What is asked:
a - How would you restate the paragraph of the forum thread that begins "Following on from the discussion of KIND" more briefly while keeping its main facts?
b - Could you repeat all lines of the listing that follows the forum thread, substituting "Review checklist" for "Acceptance checklist" and changing nothing else, with the pictures left out?

Topic: New Kinds in Suggestions

JohnCampbell

Posts: 2526 Sydney

Back to Top

26 Oct 2009 5:35 #5249

Paul,

Following on from the discussion of KIND, is it an option to provide REAL6 or INTEGER6. There was a time when all reals were calculated in the co-processor, and I thought that real4 ( and real8 ) was just a truncated 80-bit real10. Is this the case ? If so would REAL6 be a simple extension of managing REAL4. There is certainly a big gap between R4 and R8 in precision and R6 would provide about 11 significant digits (precision).

I'm not sure of the basis of INTEGER8 from INTEGER4, but INTEGER*6 could be a useful alternative ?

Just a thought !

John

LitusSaxonicum

Posts: 2284 Yateley, Hants, UK

Back to Top

26 Oct 2009 2:11 #5251

John,

I'm a real believer (no pun intended) in REAL6 and INTEGER6. The problem is that they aren't native to (x87) coprocessors, and all the operations would need to be coded from scratch (i.e. done in software).

When I used MS Fortran, they had 2 libraries one could link with - one where the math was done largely in software, and one where it was done largely in hardware. They didn't always give the same result! In part, this was because REAL*8 match was done in 64 bits, whereas the coprocessor operations loaded things into 80-bit registers, so that the round-off was potentially different.

Data shown:
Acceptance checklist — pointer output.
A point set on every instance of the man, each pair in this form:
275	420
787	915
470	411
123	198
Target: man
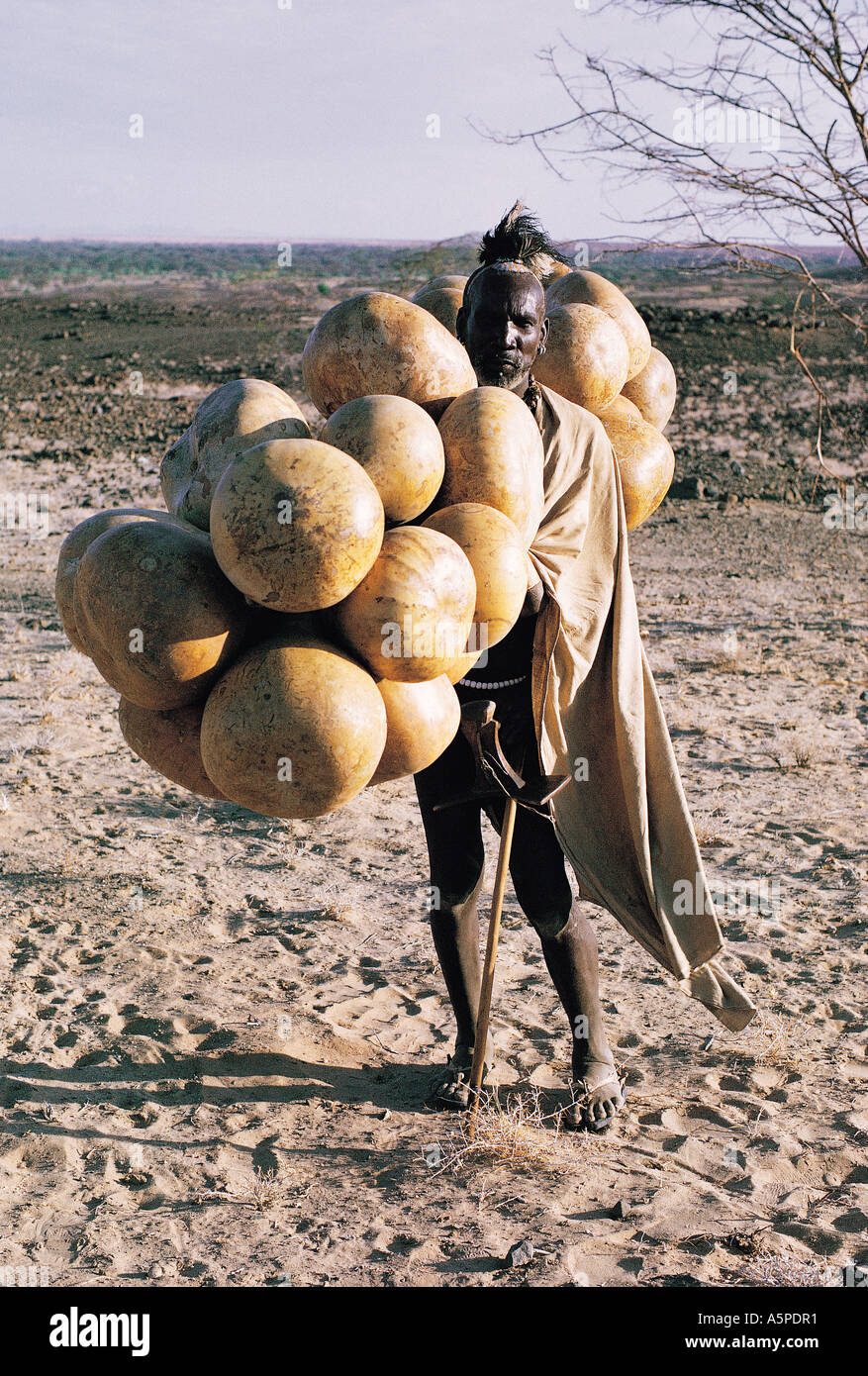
574	695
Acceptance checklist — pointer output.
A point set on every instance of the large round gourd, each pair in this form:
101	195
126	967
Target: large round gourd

Outputs:
a - The writer asks whether REAL6 or INTEGER6 could be offered as KIND options. He once believed all reals were calculated in the co-processor, with real4 and real8 being truncated forms of an 80-bit real10, and asks whether that is true. If it is, REAL6 might be a simple extension of how REAL4 is managed. There is a big precision gap between R4 and R8, and R6 would give about 11 significant digits.

b -
Review checklist — pointer output.
A point set on every instance of the man, each pair in this form:
275	420
787	915
470	411
123	198
Target: man
574	695
Review checklist — pointer output.
A point set on every instance of the large round gourd, each pair in this form:
101	195
126	967
Target: large round gourd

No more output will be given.